Stored data
----------------
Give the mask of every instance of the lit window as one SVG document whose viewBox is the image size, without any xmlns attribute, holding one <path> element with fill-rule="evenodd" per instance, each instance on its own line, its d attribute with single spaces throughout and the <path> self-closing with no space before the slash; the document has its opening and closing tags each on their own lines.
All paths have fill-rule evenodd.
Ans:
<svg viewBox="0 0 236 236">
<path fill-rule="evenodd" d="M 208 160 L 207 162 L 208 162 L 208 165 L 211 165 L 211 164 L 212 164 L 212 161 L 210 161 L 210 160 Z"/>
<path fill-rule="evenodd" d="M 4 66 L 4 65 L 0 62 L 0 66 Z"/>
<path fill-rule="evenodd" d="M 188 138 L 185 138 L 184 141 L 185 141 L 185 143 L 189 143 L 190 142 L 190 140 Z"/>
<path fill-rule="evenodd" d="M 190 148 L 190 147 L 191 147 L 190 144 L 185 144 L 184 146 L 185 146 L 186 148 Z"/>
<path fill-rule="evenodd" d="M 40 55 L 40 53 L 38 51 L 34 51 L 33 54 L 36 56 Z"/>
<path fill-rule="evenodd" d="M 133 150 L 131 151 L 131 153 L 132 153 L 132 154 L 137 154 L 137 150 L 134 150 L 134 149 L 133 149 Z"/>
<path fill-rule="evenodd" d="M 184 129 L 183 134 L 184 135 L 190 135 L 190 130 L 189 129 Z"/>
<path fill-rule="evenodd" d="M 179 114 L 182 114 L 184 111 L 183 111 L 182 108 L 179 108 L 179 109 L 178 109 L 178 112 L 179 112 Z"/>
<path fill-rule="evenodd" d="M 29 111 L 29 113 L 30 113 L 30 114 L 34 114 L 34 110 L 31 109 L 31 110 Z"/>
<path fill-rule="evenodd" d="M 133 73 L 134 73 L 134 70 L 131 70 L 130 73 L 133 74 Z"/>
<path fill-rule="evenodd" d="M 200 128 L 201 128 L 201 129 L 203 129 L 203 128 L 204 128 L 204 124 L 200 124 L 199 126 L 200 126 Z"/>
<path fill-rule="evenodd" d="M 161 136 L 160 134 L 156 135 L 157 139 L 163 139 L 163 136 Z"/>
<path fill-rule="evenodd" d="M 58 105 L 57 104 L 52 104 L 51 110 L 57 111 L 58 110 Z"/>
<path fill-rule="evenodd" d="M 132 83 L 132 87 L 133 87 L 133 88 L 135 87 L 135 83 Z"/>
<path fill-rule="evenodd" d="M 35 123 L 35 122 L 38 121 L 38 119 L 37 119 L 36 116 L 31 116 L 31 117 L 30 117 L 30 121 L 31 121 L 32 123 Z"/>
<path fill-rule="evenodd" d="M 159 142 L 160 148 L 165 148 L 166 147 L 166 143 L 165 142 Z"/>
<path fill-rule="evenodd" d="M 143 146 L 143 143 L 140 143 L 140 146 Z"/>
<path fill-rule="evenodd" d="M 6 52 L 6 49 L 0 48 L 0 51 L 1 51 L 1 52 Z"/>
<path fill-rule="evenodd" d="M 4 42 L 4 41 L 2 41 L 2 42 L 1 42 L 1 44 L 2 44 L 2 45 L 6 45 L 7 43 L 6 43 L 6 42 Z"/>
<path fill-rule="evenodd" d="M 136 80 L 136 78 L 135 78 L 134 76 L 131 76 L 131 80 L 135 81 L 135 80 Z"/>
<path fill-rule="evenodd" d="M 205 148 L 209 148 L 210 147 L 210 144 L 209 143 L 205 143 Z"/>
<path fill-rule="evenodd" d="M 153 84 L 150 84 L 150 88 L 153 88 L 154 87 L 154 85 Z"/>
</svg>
----------------
__EXERCISE GOAL__
Each entry above is to be copied out exactly.

__ANSWER BOX__
Give the mask of every instance of the lit window as one SVG document whose viewBox is the image size, without any xmlns attribute, holding one <path> element with fill-rule="evenodd" per instance, each instance on its own line, its d attribute with single spaces throughout and the <path> self-closing with no space before the slash; the document has its opening and closing tags each on their own lines.
All paths have fill-rule evenodd.
Ans:
<svg viewBox="0 0 236 236">
<path fill-rule="evenodd" d="M 208 160 L 207 162 L 208 162 L 208 165 L 211 165 L 211 164 L 212 164 L 212 161 L 210 161 L 210 160 Z"/>
<path fill-rule="evenodd" d="M 4 66 L 4 65 L 0 62 L 0 66 Z"/>
<path fill-rule="evenodd" d="M 188 138 L 185 138 L 184 141 L 185 141 L 185 143 L 189 143 L 190 142 L 190 140 Z"/>
<path fill-rule="evenodd" d="M 190 148 L 190 147 L 191 147 L 190 144 L 185 144 L 184 146 L 185 146 L 186 148 Z"/>
<path fill-rule="evenodd" d="M 40 55 L 40 53 L 38 51 L 34 51 L 33 54 L 36 56 Z"/>
<path fill-rule="evenodd" d="M 133 150 L 131 151 L 131 153 L 132 153 L 132 154 L 137 154 L 137 150 L 134 150 L 134 149 L 133 149 Z"/>
<path fill-rule="evenodd" d="M 184 129 L 183 134 L 184 135 L 190 135 L 190 130 L 189 129 Z"/>
<path fill-rule="evenodd" d="M 179 114 L 182 114 L 184 111 L 183 111 L 182 108 L 179 108 L 179 109 L 178 109 L 178 112 L 179 112 Z"/>
<path fill-rule="evenodd" d="M 29 111 L 29 113 L 30 113 L 30 114 L 34 114 L 34 110 L 31 109 L 31 110 Z"/>
<path fill-rule="evenodd" d="M 133 73 L 134 73 L 134 70 L 131 70 L 130 73 L 133 74 Z"/>
<path fill-rule="evenodd" d="M 200 128 L 201 128 L 201 129 L 203 129 L 203 128 L 204 128 L 204 124 L 200 124 L 199 126 L 200 126 Z"/>
<path fill-rule="evenodd" d="M 161 136 L 160 134 L 156 135 L 157 139 L 163 139 L 163 136 Z"/>
<path fill-rule="evenodd" d="M 58 105 L 57 104 L 52 104 L 51 110 L 57 111 L 58 110 Z"/>
<path fill-rule="evenodd" d="M 132 83 L 132 87 L 133 87 L 133 88 L 135 87 L 135 83 Z"/>
<path fill-rule="evenodd" d="M 35 123 L 35 122 L 38 121 L 38 119 L 37 119 L 36 116 L 31 116 L 31 117 L 30 117 L 30 121 L 31 121 L 32 123 Z"/>
<path fill-rule="evenodd" d="M 159 142 L 160 148 L 165 148 L 166 147 L 166 143 L 165 142 Z"/>
<path fill-rule="evenodd" d="M 143 146 L 143 143 L 140 143 L 140 146 Z"/>
<path fill-rule="evenodd" d="M 6 52 L 6 49 L 0 48 L 0 51 L 1 51 L 1 52 Z"/>
<path fill-rule="evenodd" d="M 4 42 L 4 41 L 2 41 L 2 42 L 1 42 L 1 44 L 2 44 L 2 45 L 6 45 L 7 43 L 6 43 L 6 42 Z"/>
<path fill-rule="evenodd" d="M 136 80 L 136 78 L 135 78 L 134 76 L 131 76 L 131 80 L 135 81 L 135 80 Z"/>
<path fill-rule="evenodd" d="M 205 148 L 209 148 L 210 147 L 210 144 L 209 143 L 205 143 Z"/>
<path fill-rule="evenodd" d="M 153 84 L 150 84 L 150 88 L 153 88 L 154 87 L 154 85 Z"/>
</svg>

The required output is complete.